Text excerpt
# Decent Android ROMS with Sense in.



## UnderAnOpenSky (May 3, 2011)

So I've had my Desire HD long enough now to be curious about flashing it. I know the CyanogenMod is a popular, but I quite fancy sticking with sense for the for the first go.

Can anyone recommend any good ROMS, with an emphasis on battery life and stability?


----------



## mao (May 3, 2011)

Lots of ROms here


----------



## UnderAnOpenSky (May 3, 2011)

I know...that's why I was asking for recommendations. 

XDA are great, but after playing with lots of ROMs on my Touch HD, I value things just working.


----------



## dervish (May 3, 2011)

Thats the trouble, when you start using other peoples ROMs you are adding an element of randomness to your phone, this is usually manifested by the great additions they add, but sometimes it can be the omissions as well. One ROM that I think is great might have one feature that you value missing. I generally just go for a newish ROM and add whatever I want to it, if it has a glaring ommission try another, you are VERY unlikely to brick the phone. BTW unless you really have a need for some of the sense features there are a lot of different home screen replacements out there, some of which are (IMO) far better, ADW.Launcher and Go Launcher are two particularly good ones, Go has some more features but is a little more buggy.


----------



## UnderAnOpenSky (May 3, 2011)

Without doubt when I was using winmo, I had to take backward steps that weren't quite there before I found stuff that worked. I'll have a look at some of the other's you mentioned, but the few alternatives I've played with so far havn't been as pretty (yes I am that shallow) 

Out of interest does anyone know where I can find the stock ROM that came installed in case I want to go back/send it back. I was lucky enough to get an unlocked one with no carrier branding on it, so just after the one it ships with by default.


----------



## cybershot (May 4, 2011)

htc have the stock roms on their website i believe. May be difficult to find, but the nexus one, one is certainly there.

Other than that I'm sure it's on xda somewhere.


----------



## ovaltina (May 4, 2011)

Before you flash your new rom you should do a backup via ClockworkMod. Then if something goes wrong or you have to return the phone just restore. 
Why not download a few roms that you like the look of and try them out?


----------

Brief 1
Repeat everything in the Android ROM thread from "Other than that" down to "try them out?", word for word.
The Android ROM thread has no connection to the records.

Record excerpts

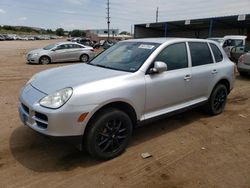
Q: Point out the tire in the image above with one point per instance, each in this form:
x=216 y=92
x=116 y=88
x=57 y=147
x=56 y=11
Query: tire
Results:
x=108 y=134
x=44 y=60
x=217 y=100
x=84 y=58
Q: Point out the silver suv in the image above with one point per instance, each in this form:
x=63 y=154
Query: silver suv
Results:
x=130 y=83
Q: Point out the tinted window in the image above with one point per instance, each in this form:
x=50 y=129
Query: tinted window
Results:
x=175 y=56
x=125 y=56
x=200 y=53
x=217 y=53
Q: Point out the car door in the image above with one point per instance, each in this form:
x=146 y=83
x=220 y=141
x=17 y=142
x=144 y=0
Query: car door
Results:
x=167 y=91
x=60 y=53
x=203 y=70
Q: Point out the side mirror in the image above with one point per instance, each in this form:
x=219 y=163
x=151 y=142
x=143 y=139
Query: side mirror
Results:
x=159 y=67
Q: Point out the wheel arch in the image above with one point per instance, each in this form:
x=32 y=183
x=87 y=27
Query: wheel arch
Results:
x=44 y=55
x=225 y=82
x=123 y=106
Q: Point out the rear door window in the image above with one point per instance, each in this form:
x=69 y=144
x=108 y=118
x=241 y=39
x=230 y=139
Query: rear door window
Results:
x=175 y=56
x=217 y=53
x=200 y=53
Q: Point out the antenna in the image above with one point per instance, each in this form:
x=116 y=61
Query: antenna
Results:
x=108 y=17
x=157 y=14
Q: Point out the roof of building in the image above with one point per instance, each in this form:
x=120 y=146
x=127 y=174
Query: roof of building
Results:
x=232 y=21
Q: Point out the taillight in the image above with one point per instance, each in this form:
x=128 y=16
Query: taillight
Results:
x=241 y=59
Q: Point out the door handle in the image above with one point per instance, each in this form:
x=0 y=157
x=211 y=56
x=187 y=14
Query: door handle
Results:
x=187 y=77
x=214 y=71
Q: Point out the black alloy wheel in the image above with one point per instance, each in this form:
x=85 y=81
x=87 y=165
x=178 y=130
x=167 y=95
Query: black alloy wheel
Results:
x=108 y=134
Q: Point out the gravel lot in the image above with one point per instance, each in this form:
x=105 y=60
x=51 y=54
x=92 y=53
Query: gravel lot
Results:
x=191 y=149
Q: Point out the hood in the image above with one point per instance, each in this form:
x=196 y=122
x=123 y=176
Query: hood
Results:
x=55 y=79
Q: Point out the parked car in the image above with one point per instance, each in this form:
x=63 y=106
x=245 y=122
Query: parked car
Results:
x=61 y=52
x=9 y=37
x=131 y=82
x=244 y=64
x=2 y=38
x=234 y=45
x=108 y=44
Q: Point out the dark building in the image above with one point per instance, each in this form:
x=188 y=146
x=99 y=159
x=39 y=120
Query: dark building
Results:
x=197 y=28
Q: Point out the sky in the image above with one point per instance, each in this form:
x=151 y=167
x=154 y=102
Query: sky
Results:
x=91 y=14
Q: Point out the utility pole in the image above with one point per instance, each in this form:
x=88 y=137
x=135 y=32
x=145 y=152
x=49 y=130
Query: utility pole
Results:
x=157 y=14
x=108 y=17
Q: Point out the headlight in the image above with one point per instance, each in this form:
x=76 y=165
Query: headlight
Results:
x=31 y=79
x=36 y=54
x=57 y=99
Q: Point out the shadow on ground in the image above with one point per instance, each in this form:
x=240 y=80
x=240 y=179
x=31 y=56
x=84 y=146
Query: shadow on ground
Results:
x=43 y=154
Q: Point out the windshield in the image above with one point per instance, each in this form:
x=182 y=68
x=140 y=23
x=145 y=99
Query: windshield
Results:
x=49 y=47
x=125 y=56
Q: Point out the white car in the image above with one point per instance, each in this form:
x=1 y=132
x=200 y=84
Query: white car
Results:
x=61 y=52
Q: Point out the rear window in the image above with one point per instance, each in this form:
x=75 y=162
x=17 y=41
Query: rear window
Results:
x=217 y=53
x=200 y=53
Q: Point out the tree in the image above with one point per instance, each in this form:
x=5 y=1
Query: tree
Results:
x=77 y=33
x=60 y=32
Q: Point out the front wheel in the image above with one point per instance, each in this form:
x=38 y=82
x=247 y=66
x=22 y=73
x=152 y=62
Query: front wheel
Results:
x=109 y=134
x=243 y=73
x=217 y=100
x=44 y=60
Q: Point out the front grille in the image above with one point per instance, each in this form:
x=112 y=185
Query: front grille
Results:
x=26 y=109
x=41 y=125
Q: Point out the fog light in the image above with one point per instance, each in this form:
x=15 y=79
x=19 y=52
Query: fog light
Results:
x=82 y=117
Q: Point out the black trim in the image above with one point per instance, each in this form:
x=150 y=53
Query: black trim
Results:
x=151 y=120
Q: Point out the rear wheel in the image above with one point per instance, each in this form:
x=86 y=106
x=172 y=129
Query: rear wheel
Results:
x=44 y=60
x=108 y=134
x=84 y=58
x=217 y=100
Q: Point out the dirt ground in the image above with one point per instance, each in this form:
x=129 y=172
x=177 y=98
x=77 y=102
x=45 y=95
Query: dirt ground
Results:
x=191 y=149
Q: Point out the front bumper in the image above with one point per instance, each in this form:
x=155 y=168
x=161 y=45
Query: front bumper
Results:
x=51 y=122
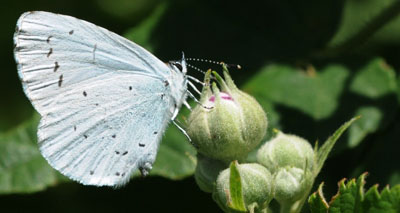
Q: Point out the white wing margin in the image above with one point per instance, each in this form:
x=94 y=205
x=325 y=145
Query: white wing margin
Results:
x=93 y=103
x=48 y=45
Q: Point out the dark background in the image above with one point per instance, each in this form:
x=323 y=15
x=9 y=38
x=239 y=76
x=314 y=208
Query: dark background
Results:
x=252 y=34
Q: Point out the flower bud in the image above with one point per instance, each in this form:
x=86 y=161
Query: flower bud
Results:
x=290 y=184
x=256 y=183
x=286 y=151
x=228 y=123
x=291 y=161
x=207 y=171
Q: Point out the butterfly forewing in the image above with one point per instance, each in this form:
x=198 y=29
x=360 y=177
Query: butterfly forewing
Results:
x=103 y=99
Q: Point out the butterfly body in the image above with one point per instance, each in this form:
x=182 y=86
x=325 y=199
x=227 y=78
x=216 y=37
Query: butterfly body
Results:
x=104 y=101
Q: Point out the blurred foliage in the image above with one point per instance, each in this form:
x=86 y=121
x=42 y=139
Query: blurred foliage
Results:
x=311 y=64
x=352 y=197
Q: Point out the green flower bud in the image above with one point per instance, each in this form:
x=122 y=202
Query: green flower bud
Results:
x=291 y=161
x=228 y=123
x=207 y=171
x=290 y=184
x=286 y=151
x=256 y=183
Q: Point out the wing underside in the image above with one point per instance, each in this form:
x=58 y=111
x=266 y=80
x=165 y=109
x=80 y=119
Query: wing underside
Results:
x=103 y=99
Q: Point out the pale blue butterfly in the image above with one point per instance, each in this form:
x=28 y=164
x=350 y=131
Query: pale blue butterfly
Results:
x=105 y=101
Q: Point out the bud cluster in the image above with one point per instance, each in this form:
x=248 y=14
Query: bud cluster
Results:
x=226 y=126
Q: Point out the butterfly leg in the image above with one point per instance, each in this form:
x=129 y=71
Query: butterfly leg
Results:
x=197 y=101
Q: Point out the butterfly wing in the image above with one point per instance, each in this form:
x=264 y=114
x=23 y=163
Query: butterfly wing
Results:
x=103 y=99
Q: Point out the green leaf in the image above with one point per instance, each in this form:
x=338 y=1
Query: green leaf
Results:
x=374 y=80
x=351 y=198
x=235 y=188
x=361 y=20
x=369 y=122
x=22 y=167
x=127 y=9
x=142 y=33
x=323 y=152
x=314 y=93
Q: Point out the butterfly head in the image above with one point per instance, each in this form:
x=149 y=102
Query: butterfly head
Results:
x=179 y=66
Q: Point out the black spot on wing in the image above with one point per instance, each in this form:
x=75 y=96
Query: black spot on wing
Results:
x=94 y=52
x=50 y=52
x=60 y=81
x=56 y=66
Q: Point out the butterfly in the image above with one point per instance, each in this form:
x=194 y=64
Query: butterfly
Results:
x=104 y=101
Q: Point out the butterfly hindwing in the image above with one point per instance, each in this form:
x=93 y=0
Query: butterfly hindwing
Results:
x=103 y=115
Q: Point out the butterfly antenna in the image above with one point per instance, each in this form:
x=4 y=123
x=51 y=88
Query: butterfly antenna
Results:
x=236 y=66
x=196 y=68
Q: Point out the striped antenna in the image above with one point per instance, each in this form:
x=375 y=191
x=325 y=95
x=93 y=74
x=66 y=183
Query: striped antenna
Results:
x=237 y=66
x=204 y=60
x=196 y=68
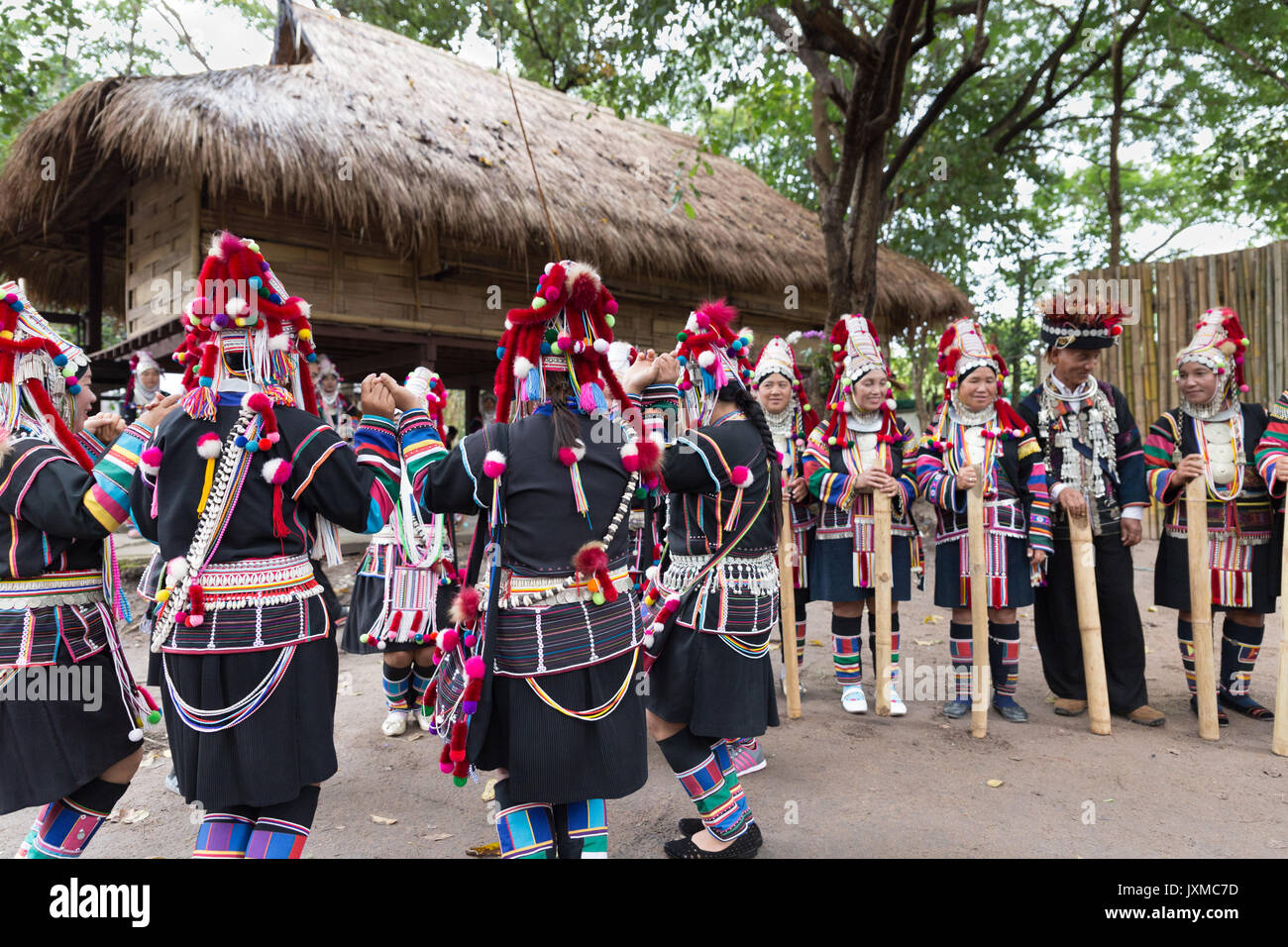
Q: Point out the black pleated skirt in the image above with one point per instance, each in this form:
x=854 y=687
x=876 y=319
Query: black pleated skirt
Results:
x=51 y=748
x=831 y=570
x=282 y=746
x=948 y=577
x=699 y=681
x=559 y=759
x=1172 y=577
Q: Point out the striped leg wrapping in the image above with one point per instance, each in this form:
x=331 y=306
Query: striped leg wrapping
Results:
x=526 y=831
x=223 y=835
x=274 y=838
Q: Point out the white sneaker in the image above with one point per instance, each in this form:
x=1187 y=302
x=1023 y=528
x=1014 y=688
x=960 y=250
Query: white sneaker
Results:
x=394 y=724
x=853 y=699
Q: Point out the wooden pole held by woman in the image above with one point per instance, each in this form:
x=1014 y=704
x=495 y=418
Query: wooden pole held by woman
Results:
x=1201 y=604
x=982 y=684
x=1083 y=556
x=883 y=577
x=787 y=609
x=1279 y=742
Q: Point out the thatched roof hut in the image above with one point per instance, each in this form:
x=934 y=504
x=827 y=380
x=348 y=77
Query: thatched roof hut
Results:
x=377 y=172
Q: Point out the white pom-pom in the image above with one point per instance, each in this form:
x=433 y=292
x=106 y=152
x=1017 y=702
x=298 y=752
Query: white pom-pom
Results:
x=270 y=468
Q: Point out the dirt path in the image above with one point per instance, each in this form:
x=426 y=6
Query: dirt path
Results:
x=837 y=785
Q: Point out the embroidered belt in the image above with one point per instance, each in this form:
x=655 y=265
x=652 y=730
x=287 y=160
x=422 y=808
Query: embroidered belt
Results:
x=513 y=587
x=78 y=587
x=258 y=582
x=755 y=575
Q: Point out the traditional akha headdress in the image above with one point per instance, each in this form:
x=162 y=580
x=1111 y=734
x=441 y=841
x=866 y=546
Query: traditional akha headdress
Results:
x=327 y=368
x=778 y=357
x=855 y=352
x=1219 y=343
x=244 y=333
x=711 y=355
x=1073 y=321
x=961 y=351
x=39 y=372
x=566 y=330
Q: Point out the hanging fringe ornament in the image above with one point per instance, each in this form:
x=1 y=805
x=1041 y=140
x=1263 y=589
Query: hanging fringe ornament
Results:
x=209 y=447
x=277 y=472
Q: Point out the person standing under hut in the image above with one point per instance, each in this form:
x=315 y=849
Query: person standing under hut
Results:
x=863 y=447
x=716 y=592
x=236 y=488
x=402 y=592
x=60 y=592
x=539 y=677
x=975 y=428
x=1096 y=468
x=1214 y=436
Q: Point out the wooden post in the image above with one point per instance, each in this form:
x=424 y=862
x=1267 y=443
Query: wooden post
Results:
x=1083 y=556
x=1201 y=604
x=982 y=684
x=787 y=611
x=883 y=575
x=1279 y=744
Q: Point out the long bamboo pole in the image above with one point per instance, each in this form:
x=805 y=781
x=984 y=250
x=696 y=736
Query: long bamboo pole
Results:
x=1201 y=604
x=982 y=685
x=1083 y=556
x=881 y=579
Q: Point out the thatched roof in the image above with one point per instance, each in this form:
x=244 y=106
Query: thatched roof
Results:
x=433 y=145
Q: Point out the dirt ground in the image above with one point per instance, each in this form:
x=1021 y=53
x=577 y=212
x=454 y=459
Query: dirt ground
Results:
x=837 y=785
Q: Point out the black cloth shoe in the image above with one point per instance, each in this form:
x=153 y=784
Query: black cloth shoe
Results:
x=1222 y=719
x=743 y=847
x=1241 y=703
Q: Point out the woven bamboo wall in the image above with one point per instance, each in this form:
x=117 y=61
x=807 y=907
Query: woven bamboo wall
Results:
x=1172 y=296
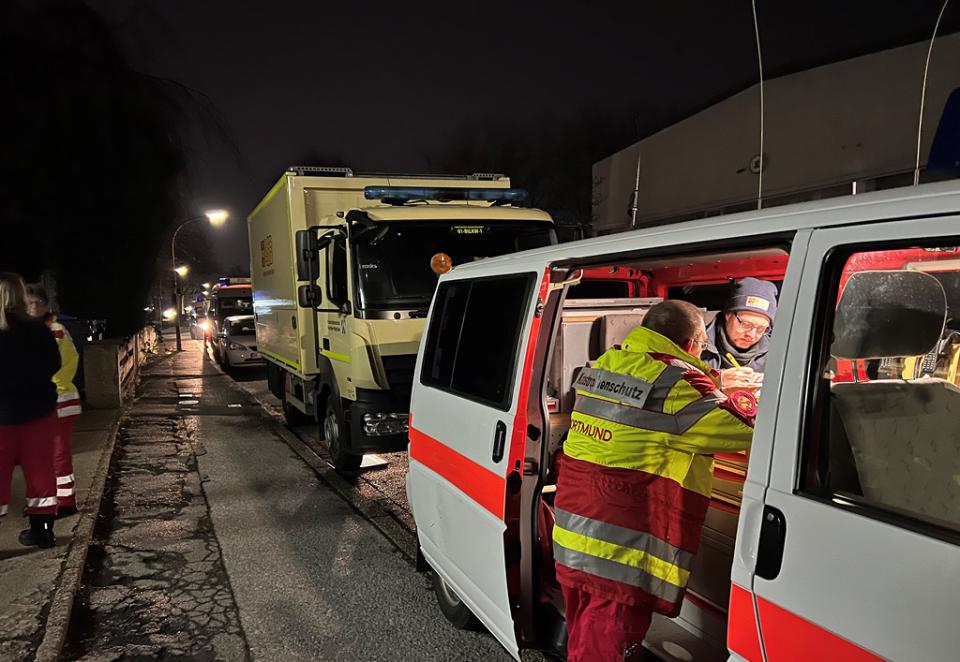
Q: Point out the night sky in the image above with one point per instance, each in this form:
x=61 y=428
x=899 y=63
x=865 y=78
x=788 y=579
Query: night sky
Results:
x=385 y=86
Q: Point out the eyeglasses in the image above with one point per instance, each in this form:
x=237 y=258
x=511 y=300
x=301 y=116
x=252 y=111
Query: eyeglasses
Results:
x=747 y=327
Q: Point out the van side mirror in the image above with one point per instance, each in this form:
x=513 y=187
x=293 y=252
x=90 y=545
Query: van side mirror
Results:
x=308 y=255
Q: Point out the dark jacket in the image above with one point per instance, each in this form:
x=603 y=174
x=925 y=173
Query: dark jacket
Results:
x=28 y=360
x=714 y=357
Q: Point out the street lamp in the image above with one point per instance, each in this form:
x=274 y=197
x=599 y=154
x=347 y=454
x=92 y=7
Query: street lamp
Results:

Brief 2
In the records, reproduce everything from the line containing "Q: Point out the pale" down to the line containing "x=197 y=101", both lines included, without any change.

Task output 1
Other than that I'm sure it's on xda somewhere.


----------



## ovaltina (May 4, 2011)

Before you flash your new rom you should do a backup via ClockworkMod. Then if something goes wrong or you have to return the phone just restore. 
Why not download a few roms that you like the look of and try them out?

Task output 2
Q: Point out the pale blue butterfly in the image above with one point per instance, each in this form:
x=28 y=164
x=350 y=131
Query: pale blue butterfly
Results:
x=105 y=101
Q: Point out the bud cluster in the image above with one point per instance, each in this form:
x=248 y=14
Query: bud cluster
Results:
x=226 y=126
Q: Point out the butterfly leg in the image above with one point per instance, each in this form:
x=129 y=71
Query: butterfly leg
Results:
x=197 y=101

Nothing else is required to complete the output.